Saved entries
------------------------

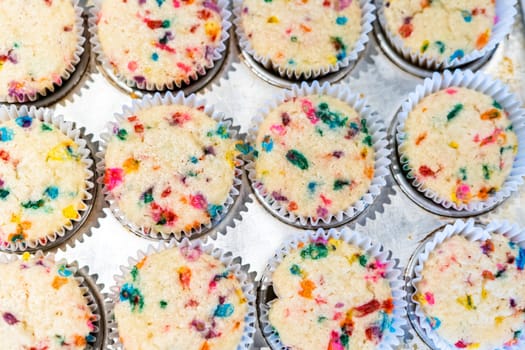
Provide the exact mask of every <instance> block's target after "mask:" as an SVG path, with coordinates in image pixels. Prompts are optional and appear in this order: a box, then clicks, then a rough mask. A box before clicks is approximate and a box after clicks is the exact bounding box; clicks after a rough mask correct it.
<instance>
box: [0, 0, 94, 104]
mask: <svg viewBox="0 0 525 350" xmlns="http://www.w3.org/2000/svg"><path fill="white" fill-rule="evenodd" d="M81 15H82V8H81V7H80V6H79V4H78V0H54V1H42V0H27V1H17V0H6V1H2V2H0V23H2V31H1V32H0V101H2V102H20V103H23V102H27V101H34V100H36V99H37V98H38V96H42V95H46V94H47V93H48V92H52V91H53V90H54V89H55V87H56V86H60V85H62V82H63V80H65V79H68V78H69V76H70V74H71V73H72V72H73V71H74V70H75V65H76V64H77V63H78V62H79V61H80V56H81V55H82V53H83V51H84V49H83V46H82V45H83V44H84V41H85V39H84V38H83V36H82V35H83V20H82V16H81Z"/></svg>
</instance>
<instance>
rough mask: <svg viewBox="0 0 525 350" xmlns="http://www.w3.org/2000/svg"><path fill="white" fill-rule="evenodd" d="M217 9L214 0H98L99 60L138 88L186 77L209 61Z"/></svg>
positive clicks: (182, 81) (215, 2) (120, 75)
mask: <svg viewBox="0 0 525 350" xmlns="http://www.w3.org/2000/svg"><path fill="white" fill-rule="evenodd" d="M220 12H221V9H220V8H219V6H218V5H217V2H216V0H191V1H189V0H180V1H179V0H174V1H165V0H143V1H121V0H103V1H102V4H101V8H100V10H99V12H98V15H97V37H98V40H99V42H100V45H101V50H102V54H103V60H104V61H106V62H108V63H109V65H110V66H111V68H112V69H114V70H115V71H116V73H117V74H119V75H120V76H121V77H123V78H124V79H125V80H127V81H129V82H134V83H135V84H136V85H138V86H139V87H140V88H144V87H146V86H148V85H149V86H152V88H148V89H153V87H155V88H156V89H163V88H165V87H169V86H173V84H176V85H177V86H180V85H181V84H182V83H189V81H190V78H193V79H196V78H197V74H198V73H199V74H203V73H204V71H205V68H211V67H212V66H213V60H214V55H215V54H216V50H217V49H218V47H219V45H220V44H221V36H222V30H223V28H222V22H221V21H222V18H221V14H220Z"/></svg>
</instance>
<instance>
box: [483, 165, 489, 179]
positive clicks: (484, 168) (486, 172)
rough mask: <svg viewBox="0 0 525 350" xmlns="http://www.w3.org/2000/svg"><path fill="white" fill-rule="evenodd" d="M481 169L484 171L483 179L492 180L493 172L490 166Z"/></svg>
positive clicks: (484, 166)
mask: <svg viewBox="0 0 525 350" xmlns="http://www.w3.org/2000/svg"><path fill="white" fill-rule="evenodd" d="M481 168H482V170H483V178H484V179H485V180H490V174H491V171H490V169H489V166H488V165H487V164H483V165H482V167H481Z"/></svg>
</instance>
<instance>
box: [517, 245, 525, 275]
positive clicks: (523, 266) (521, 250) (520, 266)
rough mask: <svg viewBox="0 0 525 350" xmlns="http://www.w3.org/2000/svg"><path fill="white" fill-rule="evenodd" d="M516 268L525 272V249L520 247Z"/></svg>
mask: <svg viewBox="0 0 525 350" xmlns="http://www.w3.org/2000/svg"><path fill="white" fill-rule="evenodd" d="M516 266H517V267H518V270H523V268H524V267H525V248H521V247H520V250H519V253H518V257H517V258H516Z"/></svg>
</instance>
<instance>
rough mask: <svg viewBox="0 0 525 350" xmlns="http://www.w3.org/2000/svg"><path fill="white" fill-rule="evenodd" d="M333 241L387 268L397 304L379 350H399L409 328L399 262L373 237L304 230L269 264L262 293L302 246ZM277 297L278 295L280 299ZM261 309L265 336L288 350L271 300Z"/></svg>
mask: <svg viewBox="0 0 525 350" xmlns="http://www.w3.org/2000/svg"><path fill="white" fill-rule="evenodd" d="M330 238H334V239H340V240H343V241H344V242H346V243H349V244H352V245H355V246H357V247H359V248H360V249H362V250H363V251H365V252H366V253H367V254H370V256H371V257H372V258H374V259H377V260H379V261H381V262H382V263H385V264H386V265H387V267H386V273H385V278H386V279H387V280H388V282H389V284H390V288H391V290H392V299H393V302H394V311H393V313H392V327H391V329H390V331H389V332H385V333H384V334H383V339H382V341H381V343H380V344H379V346H378V348H379V349H382V350H386V349H397V348H398V346H399V345H400V344H401V343H400V339H401V337H403V335H404V330H403V328H405V327H406V326H407V321H406V318H405V316H406V306H407V303H406V300H405V297H406V292H405V290H404V288H403V286H404V283H403V281H402V273H401V270H400V269H399V268H398V267H397V261H396V260H393V259H392V258H391V252H390V251H385V249H384V248H383V246H381V245H380V244H377V243H373V242H372V241H371V240H370V238H368V237H364V236H362V235H361V234H359V233H358V232H356V231H352V230H350V229H348V228H343V229H342V230H340V231H338V230H336V229H330V230H328V231H326V230H323V229H318V230H317V231H304V232H301V233H298V234H295V235H294V236H293V237H291V238H289V239H288V240H286V241H285V242H284V243H283V244H282V245H281V246H280V247H279V248H278V249H277V250H276V252H275V255H274V256H273V257H272V258H271V259H270V260H269V261H268V264H267V265H266V268H265V270H264V272H263V275H262V279H261V290H266V289H268V287H270V286H272V285H273V280H272V275H273V273H274V271H275V269H276V268H277V267H278V266H279V265H280V264H281V263H282V261H283V259H284V258H285V257H286V256H287V255H288V254H290V252H292V251H294V250H296V249H297V248H298V246H299V244H300V243H304V244H306V243H309V242H315V241H317V240H318V239H323V240H328V239H330ZM277 298H278V296H277ZM258 302H259V304H258V308H259V322H260V326H261V330H262V333H263V335H264V336H265V338H266V341H267V342H268V344H269V345H270V347H271V348H272V349H275V350H277V349H288V347H287V345H286V344H283V343H282V342H281V340H280V338H279V335H278V333H277V332H276V330H275V329H274V328H273V327H272V325H271V323H270V320H269V312H270V305H269V304H270V303H268V300H264V298H262V300H261V299H260V300H259V301H258Z"/></svg>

------------------------

| What this task involves |
Rename "rough mask" to "coarse mask" throughout all the rows above, changing nothing else, and leave the pictures out of your answer.

| Response to this task |
Provide the exact mask of every <instance> block's target after "mask:" as an SVG path, with coordinates in image pixels. Prompts are optional and appear in this order: a box, then clicks, then a coarse mask. A box before clicks is approximate and a box after clicks is the exact bounding box; clicks after a coarse mask correct it.
<instance>
box: [0, 0, 94, 104]
mask: <svg viewBox="0 0 525 350" xmlns="http://www.w3.org/2000/svg"><path fill="white" fill-rule="evenodd" d="M81 15H82V8H81V7H80V6H79V4H78V0H54V1H42V0H27V1H17V0H6V1H2V2H0V23H2V31H1V32H0V101H2V102H20V103H23V102H27V101H34V100H36V99H37V98H38V96H42V95H46V94H47V93H48V92H52V91H53V90H54V89H55V87H56V86H60V85H62V82H63V80H65V79H68V78H69V76H70V74H71V73H72V72H73V71H74V70H75V65H76V64H77V63H78V62H79V61H80V56H81V55H82V53H83V51H84V49H83V46H82V45H83V44H84V41H85V39H84V38H83V36H82V35H83V20H82V16H81Z"/></svg>
</instance>
<instance>
coarse mask: <svg viewBox="0 0 525 350" xmlns="http://www.w3.org/2000/svg"><path fill="white" fill-rule="evenodd" d="M217 9L214 0H98L99 60L138 88L186 77L209 61Z"/></svg>
positive clicks: (182, 81) (215, 2) (120, 75)
mask: <svg viewBox="0 0 525 350" xmlns="http://www.w3.org/2000/svg"><path fill="white" fill-rule="evenodd" d="M220 12H221V9H220V8H219V6H218V5H217V2H216V0H191V1H189V0H180V1H179V0H174V1H165V0H143V1H121V0H103V1H102V4H101V8H100V10H99V12H98V15H97V37H98V40H99V42H100V45H101V50H102V54H103V60H104V61H106V62H108V63H109V65H110V66H111V68H112V69H114V70H115V71H116V73H117V74H119V75H120V76H121V77H123V78H124V79H125V80H127V81H129V82H134V83H135V84H136V85H138V86H139V87H140V88H144V87H146V86H148V85H149V86H152V88H148V89H153V87H155V88H156V89H163V88H165V87H169V86H173V84H176V85H177V86H180V85H181V84H182V83H189V81H190V78H193V79H196V78H197V74H198V73H199V74H203V73H204V71H205V68H211V67H212V66H213V60H214V55H215V54H216V50H217V49H218V47H219V45H220V44H221V36H222V30H223V28H222V22H221V21H222V18H221V14H220Z"/></svg>
</instance>
<instance>
box: [483, 165, 489, 179]
positive clicks: (484, 168) (486, 172)
coarse mask: <svg viewBox="0 0 525 350" xmlns="http://www.w3.org/2000/svg"><path fill="white" fill-rule="evenodd" d="M481 169L484 171L483 179L492 180L493 172L490 166Z"/></svg>
positive clicks: (484, 166)
mask: <svg viewBox="0 0 525 350" xmlns="http://www.w3.org/2000/svg"><path fill="white" fill-rule="evenodd" d="M481 168H482V170H483V178H484V179H485V180H490V174H491V171H490V169H489V166H488V165H487V164H483V165H482V167H481Z"/></svg>
</instance>
<instance>
box: [517, 245, 525, 275]
positive clicks: (523, 266) (521, 250) (520, 266)
coarse mask: <svg viewBox="0 0 525 350" xmlns="http://www.w3.org/2000/svg"><path fill="white" fill-rule="evenodd" d="M516 268L525 272V249L520 247Z"/></svg>
mask: <svg viewBox="0 0 525 350" xmlns="http://www.w3.org/2000/svg"><path fill="white" fill-rule="evenodd" d="M516 266H517V267H518V270H523V268H524V267H525V248H521V247H520V250H519V253H518V257H517V258H516Z"/></svg>
</instance>
<instance>
coarse mask: <svg viewBox="0 0 525 350" xmlns="http://www.w3.org/2000/svg"><path fill="white" fill-rule="evenodd" d="M333 241L387 268L397 304L379 350H399L409 328L399 262L373 237L304 230L269 264L262 293L302 246ZM277 297L278 295L280 299ZM261 309L265 336L288 350L271 300Z"/></svg>
mask: <svg viewBox="0 0 525 350" xmlns="http://www.w3.org/2000/svg"><path fill="white" fill-rule="evenodd" d="M330 238H334V239H340V240H343V241H344V242H346V243H349V244H352V245H355V246H357V247H359V248H360V249H362V250H363V251H365V252H366V253H367V254H370V256H371V257H372V258H374V259H377V260H379V261H381V262H382V263H385V264H386V265H387V267H386V273H385V278H386V279H387V280H388V282H389V284H390V288H391V290H392V299H393V302H394V311H393V313H392V327H391V329H390V331H389V332H385V333H384V334H383V339H382V341H381V343H380V344H379V346H378V348H379V349H382V350H386V349H397V348H398V346H399V345H400V344H401V343H400V339H401V337H403V335H404V330H403V328H405V327H406V326H407V321H406V318H405V316H406V306H407V303H406V300H405V297H406V292H405V290H404V288H403V286H404V283H403V281H402V273H401V270H400V269H399V268H398V267H397V261H396V260H393V259H392V258H391V252H390V251H385V249H384V248H383V246H381V245H380V244H377V243H373V242H372V241H371V240H370V238H368V237H364V236H362V235H361V234H359V233H358V232H356V231H352V230H350V229H348V228H343V229H342V230H340V231H338V230H336V229H330V230H328V231H326V230H323V229H318V230H317V231H304V232H301V233H298V234H295V235H294V236H293V237H291V238H289V239H288V240H286V241H285V242H284V243H283V244H282V245H281V246H280V247H279V248H278V249H277V250H276V252H275V255H274V256H273V257H272V258H271V259H270V260H269V261H268V264H267V265H266V268H265V270H264V272H263V275H262V279H261V290H266V289H268V287H270V286H272V285H273V280H272V275H273V273H274V271H275V269H276V268H277V267H278V266H279V265H280V264H281V263H282V261H283V259H284V258H285V257H286V256H287V255H288V254H290V252H292V251H294V250H296V249H297V248H298V246H299V244H300V243H304V244H306V243H309V242H315V241H317V240H318V239H323V240H328V239H330ZM277 298H278V296H277ZM258 302H259V304H258V308H259V322H260V326H261V330H262V333H263V335H264V336H265V338H266V341H267V342H268V344H269V345H270V347H271V348H272V349H275V350H277V349H288V347H287V345H286V344H283V343H282V342H281V340H280V338H279V335H278V333H277V332H276V330H275V329H274V328H273V327H272V325H271V323H270V320H269V312H270V305H269V304H270V303H268V300H264V298H262V300H261V299H260V300H259V301H258Z"/></svg>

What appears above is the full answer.